■ STATED TASK
Extract the entries in their exact form.
***** INPUT MATERIAL
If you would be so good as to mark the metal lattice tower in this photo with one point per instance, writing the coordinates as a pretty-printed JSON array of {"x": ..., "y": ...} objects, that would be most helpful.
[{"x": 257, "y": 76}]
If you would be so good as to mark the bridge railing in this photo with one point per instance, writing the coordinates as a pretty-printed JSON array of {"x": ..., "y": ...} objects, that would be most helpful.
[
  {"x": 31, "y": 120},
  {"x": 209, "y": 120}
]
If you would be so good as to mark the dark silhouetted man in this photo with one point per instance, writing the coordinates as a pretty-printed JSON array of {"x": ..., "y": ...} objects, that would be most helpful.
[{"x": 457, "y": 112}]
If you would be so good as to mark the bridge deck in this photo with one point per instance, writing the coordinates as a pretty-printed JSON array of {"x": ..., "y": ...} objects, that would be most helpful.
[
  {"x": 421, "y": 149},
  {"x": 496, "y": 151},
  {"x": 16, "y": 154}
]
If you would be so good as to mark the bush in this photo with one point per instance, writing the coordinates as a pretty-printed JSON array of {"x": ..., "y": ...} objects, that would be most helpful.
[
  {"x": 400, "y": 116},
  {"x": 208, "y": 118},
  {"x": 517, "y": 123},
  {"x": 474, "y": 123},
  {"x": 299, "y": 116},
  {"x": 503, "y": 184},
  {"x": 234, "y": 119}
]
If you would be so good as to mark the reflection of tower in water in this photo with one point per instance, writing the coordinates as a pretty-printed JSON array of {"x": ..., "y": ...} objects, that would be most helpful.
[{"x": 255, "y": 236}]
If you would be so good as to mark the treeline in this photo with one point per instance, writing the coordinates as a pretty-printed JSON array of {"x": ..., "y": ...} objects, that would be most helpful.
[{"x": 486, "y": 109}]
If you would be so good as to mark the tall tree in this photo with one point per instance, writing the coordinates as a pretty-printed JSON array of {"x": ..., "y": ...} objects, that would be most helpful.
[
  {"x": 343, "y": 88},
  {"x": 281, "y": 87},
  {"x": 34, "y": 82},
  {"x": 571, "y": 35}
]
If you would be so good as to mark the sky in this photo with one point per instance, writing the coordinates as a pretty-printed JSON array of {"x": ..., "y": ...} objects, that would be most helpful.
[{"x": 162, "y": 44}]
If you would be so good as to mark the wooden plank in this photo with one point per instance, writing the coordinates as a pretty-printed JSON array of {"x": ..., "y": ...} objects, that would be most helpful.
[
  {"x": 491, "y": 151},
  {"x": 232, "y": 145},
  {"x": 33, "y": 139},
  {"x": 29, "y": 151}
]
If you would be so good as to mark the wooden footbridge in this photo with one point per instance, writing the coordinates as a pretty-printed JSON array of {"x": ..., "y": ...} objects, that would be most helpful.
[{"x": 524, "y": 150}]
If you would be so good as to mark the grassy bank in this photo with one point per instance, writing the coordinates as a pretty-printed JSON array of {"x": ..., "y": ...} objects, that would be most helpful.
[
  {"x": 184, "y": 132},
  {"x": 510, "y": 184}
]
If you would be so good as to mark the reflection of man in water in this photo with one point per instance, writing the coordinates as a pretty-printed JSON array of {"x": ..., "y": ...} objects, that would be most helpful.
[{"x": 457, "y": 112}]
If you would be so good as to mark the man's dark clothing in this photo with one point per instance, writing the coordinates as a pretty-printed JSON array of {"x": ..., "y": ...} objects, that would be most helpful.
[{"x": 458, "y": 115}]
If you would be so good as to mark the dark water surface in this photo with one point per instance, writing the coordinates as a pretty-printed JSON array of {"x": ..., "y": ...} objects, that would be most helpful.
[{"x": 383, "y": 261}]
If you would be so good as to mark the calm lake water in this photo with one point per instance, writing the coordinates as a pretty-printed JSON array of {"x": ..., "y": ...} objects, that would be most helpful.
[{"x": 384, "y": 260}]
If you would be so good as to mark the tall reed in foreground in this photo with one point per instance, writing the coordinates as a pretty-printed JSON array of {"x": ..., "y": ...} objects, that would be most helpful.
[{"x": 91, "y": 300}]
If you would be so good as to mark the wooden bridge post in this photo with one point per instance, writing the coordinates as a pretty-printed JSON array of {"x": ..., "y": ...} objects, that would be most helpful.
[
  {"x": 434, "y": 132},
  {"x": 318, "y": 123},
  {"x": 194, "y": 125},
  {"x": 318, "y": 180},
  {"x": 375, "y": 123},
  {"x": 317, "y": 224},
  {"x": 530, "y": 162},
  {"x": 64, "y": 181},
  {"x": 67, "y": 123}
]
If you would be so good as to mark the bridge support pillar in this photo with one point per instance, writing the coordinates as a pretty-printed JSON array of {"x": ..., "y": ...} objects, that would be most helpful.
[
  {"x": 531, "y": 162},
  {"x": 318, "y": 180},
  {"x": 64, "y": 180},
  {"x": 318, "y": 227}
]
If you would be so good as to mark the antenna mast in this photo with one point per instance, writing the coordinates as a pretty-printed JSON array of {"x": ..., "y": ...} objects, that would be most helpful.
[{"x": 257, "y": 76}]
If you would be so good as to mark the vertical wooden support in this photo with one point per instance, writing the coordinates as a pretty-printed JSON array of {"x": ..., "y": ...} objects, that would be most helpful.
**********
■ COMPLETE RESPONSE
If you would be so good as to mark the metal lattice tower in this photo with one point per instance, writing the coordinates as a pretty-printed JSON array of {"x": ..., "y": ...} objects, that would be most helpful.
[{"x": 257, "y": 76}]
If you would be so good as to mark the bridge railing in this photo with one point per instance, writing the coordinates as a pretty-printed JSON array of {"x": ..., "y": ...} objects, that would be most helpful.
[
  {"x": 31, "y": 120},
  {"x": 209, "y": 120}
]
If you would be so good as to mark the dark silhouetted man in this photo with one point per instance, writing the coordinates as a pretty-printed JSON array of {"x": ..., "y": ...} objects, that would be most helpful.
[{"x": 457, "y": 112}]
If you would be so good as to mark the bridge deck in this photo with one point per instance, writing the coordinates as a pretty-printed JSON array of {"x": ..., "y": ...} objects, that would be most helpful.
[
  {"x": 421, "y": 149},
  {"x": 496, "y": 151},
  {"x": 16, "y": 154}
]
If you would be so good as to mark the bush in this photo with one point per instance, writing the coordinates as a pretty-printed JSON array of {"x": ..., "y": ...} objects, that would be most helpful.
[
  {"x": 400, "y": 116},
  {"x": 208, "y": 118},
  {"x": 517, "y": 123},
  {"x": 474, "y": 123},
  {"x": 299, "y": 116},
  {"x": 503, "y": 184},
  {"x": 234, "y": 119}
]
If you would be so good as to mark the reflection of tower in water in this photo with one point per instance, writing the coordinates as a pretty-printed JSON array of {"x": ..., "y": ...} objects, that would be most helpful.
[{"x": 255, "y": 236}]
If you would be so good as to mark the treeline in this photo with one point per instance, writing the coordinates as a pretty-printed JSON array of {"x": ..., "y": ...} objects, that would be most helpful.
[{"x": 486, "y": 109}]
If you would be so good as to mark the tall tree in this photo with one point per instance, writing the coordinates as a pretty-printed JSON array of {"x": ..., "y": ...} objects, that would be most helpful.
[
  {"x": 343, "y": 88},
  {"x": 281, "y": 87},
  {"x": 34, "y": 82},
  {"x": 571, "y": 35}
]
If you would be so good as to mark the sky in this photo with one point per instance, writing the coordinates as a pretty-printed JSON array of {"x": ..., "y": ...} objects, that would be most helpful.
[{"x": 162, "y": 44}]
If you would be so good as to mark the wooden plank in this photo with one point per instance, writing the coordinates as a pretty-printed JSON array of {"x": ..., "y": ...} objects, that would be most helpful.
[
  {"x": 491, "y": 151},
  {"x": 232, "y": 145},
  {"x": 33, "y": 139},
  {"x": 29, "y": 151}
]
If you would be so good as to mark the wooden footbridge in this photo with one point per instance, writing the coordinates as a pretty-printed JSON array of {"x": ..., "y": ...} objects, that would be most helpful.
[{"x": 524, "y": 150}]
If you would be so good as to mark the grassy bank in this photo with one point per instance, writing the coordinates as a pretty-printed JSON array of {"x": ..., "y": ...} objects, that would be most helpful.
[
  {"x": 184, "y": 132},
  {"x": 510, "y": 184}
]
If you would be so good as to mark the reflection of man in water in this photo with one point per instance, writing the coordinates as a pretty-printed JSON array of {"x": ..., "y": ...} objects, that would be most helpful.
[{"x": 457, "y": 112}]
If you would be so good as to mark the man's dark clothing in this photo with one point per instance, writing the coordinates as a pretty-printed JSON array of {"x": ..., "y": ...} objects, that would be most helpful.
[{"x": 458, "y": 115}]
If you would be so good as to mark the dark water surface in this photo with one point per instance, writing the coordinates as a pretty-printed JSON array of {"x": ..., "y": ...} objects, that would be most helpful.
[{"x": 383, "y": 261}]
If you would be so good as to mark the calm lake water in this photo with one point per instance, writing the coordinates as a pretty-printed JSON array of {"x": ..., "y": ...} objects, that would be most helpful.
[{"x": 384, "y": 260}]
If you would be so good as to mark the tall reed in foreground in this photo with one point per instance, writing the coordinates as a pretty-printed JSON array of {"x": ..., "y": ...} objects, that would be most helpful.
[{"x": 91, "y": 300}]
If you would be so good as to mark the wooden bridge post in this photo with one point per instance, writing the coordinates as a pretty-printed JSON array of {"x": ..., "y": ...} objects, that would be most helpful.
[
  {"x": 434, "y": 132},
  {"x": 318, "y": 123},
  {"x": 194, "y": 125},
  {"x": 318, "y": 180},
  {"x": 375, "y": 123},
  {"x": 317, "y": 224},
  {"x": 530, "y": 162},
  {"x": 64, "y": 181},
  {"x": 67, "y": 123}
]
If you would be so good as to mark the bridge support pillar in this photo with one point per instance, writing the coordinates as a pretty-printed JSON array of {"x": ..., "y": ...} objects, that would be most helpful.
[
  {"x": 531, "y": 162},
  {"x": 318, "y": 180},
  {"x": 64, "y": 180},
  {"x": 318, "y": 227}
]
If you would be so good as to mark the antenna mast in this photo with one point per instance, writing the coordinates as a pretty-printed JSON array of {"x": ..., "y": ...} objects, that would be most helpful.
[{"x": 257, "y": 76}]
If you would be so good as to mark the vertical wooden support in this photo with one point per instance, writing the coordinates as a pretty-printed JSON array of {"x": ..., "y": ...} objects, that would be most helpful.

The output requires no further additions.